Given exercise: Rewrite every line of the records below as a Markdown table with the columns Row and Line: number each row in Row, put the line itself in Line, and skip blank lines.

Given data:
— Begin —
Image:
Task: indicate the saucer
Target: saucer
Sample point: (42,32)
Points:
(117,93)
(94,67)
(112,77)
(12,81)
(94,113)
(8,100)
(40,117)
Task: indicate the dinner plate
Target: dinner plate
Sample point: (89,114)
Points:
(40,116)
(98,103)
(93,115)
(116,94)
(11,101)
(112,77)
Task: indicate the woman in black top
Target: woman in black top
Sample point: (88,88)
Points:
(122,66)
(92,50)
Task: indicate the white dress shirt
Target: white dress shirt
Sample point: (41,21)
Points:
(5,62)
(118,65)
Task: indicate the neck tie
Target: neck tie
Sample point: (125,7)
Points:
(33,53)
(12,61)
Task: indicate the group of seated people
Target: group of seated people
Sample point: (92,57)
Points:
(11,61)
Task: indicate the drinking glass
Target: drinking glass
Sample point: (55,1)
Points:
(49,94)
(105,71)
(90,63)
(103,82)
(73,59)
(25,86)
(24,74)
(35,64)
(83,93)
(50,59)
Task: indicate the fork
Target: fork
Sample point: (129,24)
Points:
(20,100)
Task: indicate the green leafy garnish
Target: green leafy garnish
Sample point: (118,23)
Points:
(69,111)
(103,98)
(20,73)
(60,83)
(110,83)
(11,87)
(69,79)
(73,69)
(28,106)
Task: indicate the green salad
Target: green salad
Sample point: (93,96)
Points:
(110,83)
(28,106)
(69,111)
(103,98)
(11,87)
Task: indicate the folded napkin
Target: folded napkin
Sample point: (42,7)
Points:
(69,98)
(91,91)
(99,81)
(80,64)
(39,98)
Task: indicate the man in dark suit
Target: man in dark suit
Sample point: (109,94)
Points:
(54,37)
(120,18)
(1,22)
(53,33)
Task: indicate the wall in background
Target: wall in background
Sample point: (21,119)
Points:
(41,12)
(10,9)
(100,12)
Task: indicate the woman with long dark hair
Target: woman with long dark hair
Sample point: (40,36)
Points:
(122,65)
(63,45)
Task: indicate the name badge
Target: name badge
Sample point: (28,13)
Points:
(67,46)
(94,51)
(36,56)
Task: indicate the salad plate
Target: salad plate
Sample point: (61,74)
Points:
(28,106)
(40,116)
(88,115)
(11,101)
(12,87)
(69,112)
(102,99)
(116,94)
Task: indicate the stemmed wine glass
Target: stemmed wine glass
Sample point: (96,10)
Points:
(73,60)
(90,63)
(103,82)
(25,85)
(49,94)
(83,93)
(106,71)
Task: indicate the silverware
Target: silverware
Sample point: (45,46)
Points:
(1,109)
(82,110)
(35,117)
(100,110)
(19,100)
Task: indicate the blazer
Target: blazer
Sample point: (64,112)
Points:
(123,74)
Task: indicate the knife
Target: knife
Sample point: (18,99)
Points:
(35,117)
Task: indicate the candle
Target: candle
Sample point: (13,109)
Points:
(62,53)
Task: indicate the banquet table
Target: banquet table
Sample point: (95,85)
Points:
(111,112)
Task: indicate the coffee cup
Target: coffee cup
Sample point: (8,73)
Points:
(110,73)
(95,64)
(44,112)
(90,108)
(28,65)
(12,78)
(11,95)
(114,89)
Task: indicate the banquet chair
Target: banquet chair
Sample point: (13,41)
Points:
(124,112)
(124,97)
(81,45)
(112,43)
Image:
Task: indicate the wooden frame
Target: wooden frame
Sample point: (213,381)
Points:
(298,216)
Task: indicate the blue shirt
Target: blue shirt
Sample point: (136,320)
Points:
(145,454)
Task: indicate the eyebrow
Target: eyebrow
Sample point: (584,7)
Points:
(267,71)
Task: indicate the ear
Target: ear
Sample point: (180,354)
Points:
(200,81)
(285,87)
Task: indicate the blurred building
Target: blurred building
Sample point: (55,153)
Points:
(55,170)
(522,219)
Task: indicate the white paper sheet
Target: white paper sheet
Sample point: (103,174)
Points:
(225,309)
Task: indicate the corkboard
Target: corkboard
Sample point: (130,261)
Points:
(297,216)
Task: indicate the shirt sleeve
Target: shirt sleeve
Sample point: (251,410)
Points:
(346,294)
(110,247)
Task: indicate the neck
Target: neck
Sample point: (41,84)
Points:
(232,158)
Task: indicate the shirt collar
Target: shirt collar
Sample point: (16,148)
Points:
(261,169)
— End —
Response:
| Row | Line |
|---|---|
| 1 | Image: |
| 2 | Task: indicate the saucer |
| 3 | Target: saucer |
| 4 | Sample point: (42,32) |
| 5 | Points: |
| 6 | (117,93) |
| 7 | (94,67) |
| 8 | (112,77) |
| 9 | (12,81) |
| 10 | (94,113) |
| 11 | (8,100) |
| 12 | (40,117) |
| 13 | Task: indicate the dinner plate |
| 14 | Target: dinner plate |
| 15 | Sample point: (89,114) |
| 16 | Points: |
| 17 | (40,116) |
| 18 | (98,103) |
| 19 | (93,115) |
| 20 | (116,94) |
| 21 | (11,101) |
| 22 | (112,77) |
| 23 | Task: indicate the woman in black top |
| 24 | Target: woman in black top |
| 25 | Sample point: (88,88) |
| 26 | Points: |
| 27 | (122,66) |
| 28 | (92,50) |
| 29 | Task: indicate the white dress shirt |
| 30 | Target: white dress shirt |
| 31 | Sample point: (41,21) |
| 32 | Points: |
| 33 | (5,62) |
| 34 | (118,65) |
| 35 | Task: indicate the neck tie |
| 36 | Target: neck tie |
| 37 | Sample point: (125,7) |
| 38 | Points: |
| 39 | (33,53) |
| 40 | (12,61) |
| 41 | Task: indicate the group of seated people |
| 42 | Target: group of seated people |
| 43 | Sample point: (92,57) |
| 44 | Points: |
| 45 | (11,61) |
| 46 | Task: indicate the drinking glass |
| 47 | Target: drinking glass |
| 48 | Sample point: (55,1) |
| 49 | Points: |
| 50 | (49,94) |
| 51 | (105,71) |
| 52 | (90,63) |
| 53 | (103,82) |
| 54 | (73,59) |
| 55 | (25,86) |
| 56 | (24,74) |
| 57 | (35,64) |
| 58 | (83,93) |
| 59 | (50,59) |
| 60 | Task: indicate the fork |
| 61 | Target: fork |
| 62 | Sample point: (129,24) |
| 63 | Points: |
| 64 | (20,100) |
| 65 | Task: indicate the green leafy garnish |
| 66 | Target: green leafy garnish |
| 67 | Sample point: (118,23) |
| 68 | Points: |
| 69 | (69,111) |
| 70 | (103,98) |
| 71 | (20,73) |
| 72 | (60,83) |
| 73 | (110,83) |
| 74 | (11,87) |
| 75 | (69,79) |
| 76 | (73,69) |
| 77 | (28,106) |
| 78 | Task: indicate the green salad |
| 79 | Target: green salad |
| 80 | Sample point: (93,96) |
| 81 | Points: |
| 82 | (110,83) |
| 83 | (28,106) |
| 84 | (69,111) |
| 85 | (103,98) |
| 86 | (11,87) |
| 87 | Task: indicate the folded napkin |
| 88 | Target: folded napkin |
| 89 | Sample point: (42,7) |
| 90 | Points: |
| 91 | (69,98) |
| 92 | (91,91) |
| 93 | (99,81) |
| 94 | (80,64) |
| 95 | (39,98) |
| 96 | Task: indicate the man in dark suit |
| 97 | Target: man in dark suit |
| 98 | Sample point: (109,94) |
| 99 | Points: |
| 100 | (54,37) |
| 101 | (120,18) |
| 102 | (1,22) |
| 103 | (53,33) |
| 104 | Task: indicate the wall in background |
| 105 | Target: wall in background |
| 106 | Sample point: (21,119) |
| 107 | Points: |
| 108 | (41,12) |
| 109 | (10,9) |
| 110 | (100,12) |
| 111 | Task: indicate the woman with long dark hair |
| 112 | Target: woman with long dark hair |
| 113 | Sample point: (40,36) |
| 114 | Points: |
| 115 | (122,65) |
| 116 | (63,45) |
| 117 | Task: indicate the name badge |
| 118 | Target: name badge |
| 119 | Sample point: (28,13) |
| 120 | Points: |
| 121 | (67,46) |
| 122 | (94,51) |
| 123 | (36,56) |
| 124 | Task: indicate the salad plate |
| 125 | Target: salad plate |
| 126 | Sample point: (61,74) |
| 127 | Points: |
| 128 | (28,106) |
| 129 | (40,116) |
| 130 | (88,115) |
| 131 | (11,101) |
| 132 | (12,87) |
| 133 | (69,112) |
| 134 | (102,99) |
| 135 | (116,94) |
| 136 | Task: indicate the stemmed wine glass |
| 137 | Target: stemmed wine glass |
| 138 | Sample point: (96,10) |
| 139 | Points: |
| 140 | (73,60) |
| 141 | (90,63) |
| 142 | (103,82) |
| 143 | (25,85) |
| 144 | (49,94) |
| 145 | (83,93) |
| 146 | (106,71) |
| 147 | Task: indicate the silverware |
| 148 | Target: silverware |
| 149 | Sample point: (45,46) |
| 150 | Points: |
| 151 | (1,109) |
| 152 | (82,110) |
| 153 | (35,117) |
| 154 | (100,110) |
| 155 | (19,100) |
| 156 | Task: indicate the blazer |
| 157 | Target: blazer |
| 158 | Sample point: (64,112) |
| 159 | Points: |
| 160 | (123,74) |
| 161 | Task: indicate the knife |
| 162 | Target: knife |
| 163 | Sample point: (18,99) |
| 164 | Points: |
| 165 | (35,117) |
| 166 | Task: indicate the candle |
| 167 | Target: candle |
| 168 | Sample point: (13,109) |
| 169 | Points: |
| 170 | (62,53) |
| 171 | Task: indicate the banquet table |
| 172 | Target: banquet table |
| 173 | Sample point: (95,85) |
| 174 | Points: |
| 175 | (111,112) |
| 176 | Task: indicate the coffee cup |
| 177 | Target: coffee cup |
| 178 | Sample point: (8,73) |
| 179 | Points: |
| 180 | (110,73) |
| 181 | (95,64) |
| 182 | (44,112) |
| 183 | (90,108) |
| 184 | (28,65) |
| 185 | (12,78) |
| 186 | (11,95) |
| 187 | (114,89) |
| 188 | Task: indicate the banquet chair |
| 189 | Target: banquet chair |
| 190 | Sample point: (13,41) |
| 191 | Points: |
| 192 | (124,112) |
| 193 | (124,97) |
| 194 | (81,45) |
| 195 | (112,43) |
| 196 | Image: |
| 197 | Task: indicate the wooden frame |
| 198 | Target: wooden frame |
| 199 | Sample point: (213,381) |
| 200 | Points: |
| 201 | (298,216) |
| 202 | Task: indicate the blue shirt |
| 203 | Target: blue shirt |
| 204 | Sample point: (136,320) |
| 205 | Points: |
| 206 | (145,454) |
| 207 | Task: indicate the eyebrow |
| 208 | Target: eyebrow |
| 209 | Sample point: (584,7) |
| 210 | Points: |
| 211 | (267,71) |
| 212 | Task: indicate the ear |
| 213 | Target: ear |
| 214 | Sample point: (180,354) |
| 215 | Points: |
| 216 | (200,81) |
| 217 | (285,87) |
| 218 | Task: indicate the blurred building |
| 219 | Target: blurred building |
| 220 | Sample point: (55,153) |
| 221 | Points: |
| 222 | (55,170) |
| 223 | (522,219) |
| 224 | Task: indicate the white paper sheet |
| 225 | Target: white paper sheet |
| 226 | Sample point: (103,174) |
| 227 | Points: |
| 228 | (225,309) |
| 229 | Task: indicate the corkboard |
| 230 | Target: corkboard |
| 231 | Sample point: (130,261) |
| 232 | Points: |
| 233 | (297,216) |
| 234 | Task: indicate the shirt sleeve |
| 235 | Target: shirt sleeve |
| 236 | Sample point: (251,410) |
| 237 | Points: |
| 238 | (346,294) |
| 239 | (110,247) |
| 240 | Task: indicate the neck |
| 241 | Target: neck |
| 242 | Sample point: (41,84) |
| 243 | Points: |
| 244 | (232,158) |
| 245 | Task: indicate the shirt collar |
| 246 | Target: shirt collar |
| 247 | Sample point: (16,148) |
| 248 | Points: |
| 249 | (261,169) |